**文本部分:**
::::::::

执行机关在面临执行穷尽时给执行债权人发放再执行凭证,虽然终结了执行程序,但执行债权人可以随时依据再执行凭证申请再执行,使执行债权人债权一直处于公权力的保护之下,在实践中产生了意想不到的、有利于执行债权人的正面效应。这是再执行凭证得以发展的重要因素。具体表现为:
(1)强化申请执行人的责任意识。民事执行的执行机关是人民法院,执行权由法院行使,法院依据执行根据进行执行,执行根据是确定的,但执行过程是动态的,公权力的作用受到各种因素的影响,执行结果可能具有不确定性。如债务人无财产可供执行,或虽有财产经强制执行后所得财产的数额仍不足清偿债务,等等。但长期以来,申请执行人认为依据判决,在执行中法院必须实现确定判决,否则,责任应由法院承担。
再执行凭证从程序制度上保证执行债权人的实体权利,可以使申请执行人充分了解执行未果的原因,积极参与到执行程序中来,增强责任意识。
(2)有利于加强对执行工作的管理。执行中对一些执行未果或无履行能力的案件,因申请执行人不能接受终结执行而采用中止执行,而最高人民法院又明确规定中止执行案件不能以结案予以司法统计,这样势必会使执行法院背上沉重的未结案包袱。同时执行人员的轮岗交流中往往会使中止执行案件得不到有效管理。再执行凭证制度规定对符合条件的案件,在申请执行人申领再执行凭证后予以终结执行。同时,又确定专人负责再执行凭证案件的管理。这样,一方面,可以使执行法院从这些案件中摆脱出来,提高执行工作效率;另一方面,可以在降低未结案的同时,加强已申领再执行凭证案件的管理,从而有利于执行工作实现良性循环。(3)再执行凭证制度是对执行中止、终结的补充和完善。随着市场经济的发展,立法的滞后问题也日益突出。
以执行结案为例,现有的法律规定的结案方式,在司法实践中人民法院经常会碰到一些“两难”的问题,如一些原本应该终结的案件,由于受到来自社会、当事人以及各种客观因素的影响而不敢终结,只好选择中止;有些案件一旦终结后,可能将严重影响当事人的权益,但是法律规定应当终结而不能中止,只能选择终结。目前,全国各地法院超执行限期现象严重的现状,就已说明了这个问题。

::::::::

**数据列表:**
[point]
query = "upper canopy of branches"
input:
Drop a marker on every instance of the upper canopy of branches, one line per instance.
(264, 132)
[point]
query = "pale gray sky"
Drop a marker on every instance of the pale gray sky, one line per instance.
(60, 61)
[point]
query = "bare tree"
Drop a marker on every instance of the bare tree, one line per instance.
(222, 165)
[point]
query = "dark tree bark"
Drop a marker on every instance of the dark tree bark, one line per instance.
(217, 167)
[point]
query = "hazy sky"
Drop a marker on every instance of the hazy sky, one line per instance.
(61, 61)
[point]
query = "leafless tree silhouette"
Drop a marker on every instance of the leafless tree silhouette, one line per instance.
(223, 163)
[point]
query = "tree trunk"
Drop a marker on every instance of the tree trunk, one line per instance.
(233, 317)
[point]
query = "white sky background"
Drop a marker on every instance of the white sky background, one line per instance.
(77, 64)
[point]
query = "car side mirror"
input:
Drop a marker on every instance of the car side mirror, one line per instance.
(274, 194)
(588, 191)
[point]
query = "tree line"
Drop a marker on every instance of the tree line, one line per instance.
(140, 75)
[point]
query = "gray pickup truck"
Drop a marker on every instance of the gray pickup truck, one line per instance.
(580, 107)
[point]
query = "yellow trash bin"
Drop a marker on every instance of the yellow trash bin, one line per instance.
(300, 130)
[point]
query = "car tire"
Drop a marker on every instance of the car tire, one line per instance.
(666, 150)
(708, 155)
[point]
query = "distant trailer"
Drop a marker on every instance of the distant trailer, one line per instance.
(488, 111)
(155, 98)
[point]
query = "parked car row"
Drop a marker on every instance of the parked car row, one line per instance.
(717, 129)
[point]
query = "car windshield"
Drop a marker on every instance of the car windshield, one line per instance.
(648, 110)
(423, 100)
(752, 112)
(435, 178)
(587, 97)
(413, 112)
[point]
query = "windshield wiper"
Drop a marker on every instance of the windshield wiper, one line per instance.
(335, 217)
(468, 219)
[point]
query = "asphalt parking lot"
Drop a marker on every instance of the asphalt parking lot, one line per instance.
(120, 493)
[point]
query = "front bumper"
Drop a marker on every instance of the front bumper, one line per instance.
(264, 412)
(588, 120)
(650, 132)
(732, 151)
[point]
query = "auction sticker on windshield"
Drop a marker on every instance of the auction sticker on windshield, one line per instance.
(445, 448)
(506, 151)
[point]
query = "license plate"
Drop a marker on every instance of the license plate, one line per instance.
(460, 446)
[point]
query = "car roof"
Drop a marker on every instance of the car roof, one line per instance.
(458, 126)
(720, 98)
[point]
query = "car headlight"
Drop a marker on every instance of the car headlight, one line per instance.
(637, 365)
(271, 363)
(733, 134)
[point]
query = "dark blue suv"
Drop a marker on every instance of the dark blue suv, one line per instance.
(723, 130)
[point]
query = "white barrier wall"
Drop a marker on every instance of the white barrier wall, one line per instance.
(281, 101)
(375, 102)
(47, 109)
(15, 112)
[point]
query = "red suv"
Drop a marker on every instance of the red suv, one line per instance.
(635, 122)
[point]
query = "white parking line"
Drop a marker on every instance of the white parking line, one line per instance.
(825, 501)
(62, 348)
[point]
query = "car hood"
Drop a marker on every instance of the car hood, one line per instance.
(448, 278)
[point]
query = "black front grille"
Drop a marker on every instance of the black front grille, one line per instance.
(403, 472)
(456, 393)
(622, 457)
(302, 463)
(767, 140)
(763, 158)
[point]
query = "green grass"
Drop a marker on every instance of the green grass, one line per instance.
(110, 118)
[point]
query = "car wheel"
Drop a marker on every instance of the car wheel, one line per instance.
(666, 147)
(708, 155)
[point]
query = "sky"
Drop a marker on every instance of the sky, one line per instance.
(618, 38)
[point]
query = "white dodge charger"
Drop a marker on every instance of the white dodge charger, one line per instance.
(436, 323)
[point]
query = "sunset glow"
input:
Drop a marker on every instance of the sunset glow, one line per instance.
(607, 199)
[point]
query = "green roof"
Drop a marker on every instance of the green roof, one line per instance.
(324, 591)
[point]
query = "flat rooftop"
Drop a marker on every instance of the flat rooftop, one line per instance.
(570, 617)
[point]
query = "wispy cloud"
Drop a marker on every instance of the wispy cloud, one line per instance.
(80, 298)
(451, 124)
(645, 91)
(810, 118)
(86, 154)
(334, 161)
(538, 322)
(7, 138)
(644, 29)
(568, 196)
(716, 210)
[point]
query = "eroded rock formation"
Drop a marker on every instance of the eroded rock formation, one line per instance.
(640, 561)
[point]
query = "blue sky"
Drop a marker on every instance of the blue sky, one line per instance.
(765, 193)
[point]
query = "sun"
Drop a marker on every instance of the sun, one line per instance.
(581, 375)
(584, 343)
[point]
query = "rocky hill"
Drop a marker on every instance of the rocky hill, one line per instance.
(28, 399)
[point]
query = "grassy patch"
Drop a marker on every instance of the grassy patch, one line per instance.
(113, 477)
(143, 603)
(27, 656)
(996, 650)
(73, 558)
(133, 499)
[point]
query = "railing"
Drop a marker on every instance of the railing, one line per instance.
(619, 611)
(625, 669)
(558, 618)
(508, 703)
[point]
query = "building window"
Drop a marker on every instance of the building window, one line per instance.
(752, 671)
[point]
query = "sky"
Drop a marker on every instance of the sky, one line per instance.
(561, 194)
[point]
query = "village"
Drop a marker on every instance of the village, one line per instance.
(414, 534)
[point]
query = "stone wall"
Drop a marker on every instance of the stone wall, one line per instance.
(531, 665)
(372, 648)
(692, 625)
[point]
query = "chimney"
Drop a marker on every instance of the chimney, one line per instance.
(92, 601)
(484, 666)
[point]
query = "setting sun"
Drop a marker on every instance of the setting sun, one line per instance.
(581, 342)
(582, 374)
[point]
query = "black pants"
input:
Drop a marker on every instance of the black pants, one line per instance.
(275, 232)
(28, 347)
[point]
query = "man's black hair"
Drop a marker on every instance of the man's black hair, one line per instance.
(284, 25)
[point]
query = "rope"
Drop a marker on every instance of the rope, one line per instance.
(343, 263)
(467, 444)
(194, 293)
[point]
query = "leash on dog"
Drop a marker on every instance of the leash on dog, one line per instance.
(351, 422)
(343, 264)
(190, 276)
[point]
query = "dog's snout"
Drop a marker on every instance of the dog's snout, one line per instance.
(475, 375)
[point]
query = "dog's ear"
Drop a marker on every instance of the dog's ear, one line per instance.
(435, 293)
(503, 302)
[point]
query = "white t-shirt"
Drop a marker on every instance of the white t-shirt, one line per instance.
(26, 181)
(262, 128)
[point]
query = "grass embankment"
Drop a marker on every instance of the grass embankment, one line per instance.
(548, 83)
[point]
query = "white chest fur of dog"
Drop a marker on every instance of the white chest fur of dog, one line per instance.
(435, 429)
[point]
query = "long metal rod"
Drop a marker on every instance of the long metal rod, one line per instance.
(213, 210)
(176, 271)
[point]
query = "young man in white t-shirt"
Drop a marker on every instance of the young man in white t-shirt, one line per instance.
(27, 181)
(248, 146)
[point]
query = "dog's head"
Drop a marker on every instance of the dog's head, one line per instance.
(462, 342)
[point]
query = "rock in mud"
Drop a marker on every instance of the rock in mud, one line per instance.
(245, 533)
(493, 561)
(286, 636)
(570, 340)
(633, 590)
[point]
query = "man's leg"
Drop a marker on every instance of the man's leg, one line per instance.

::::::::

**任务:** 根据关于再执行凭证的文本,最高人民法院对中止执行案件的统计作了什么明确规定?

**练习结果:** 中止执行案件不能以结案予以司法统计。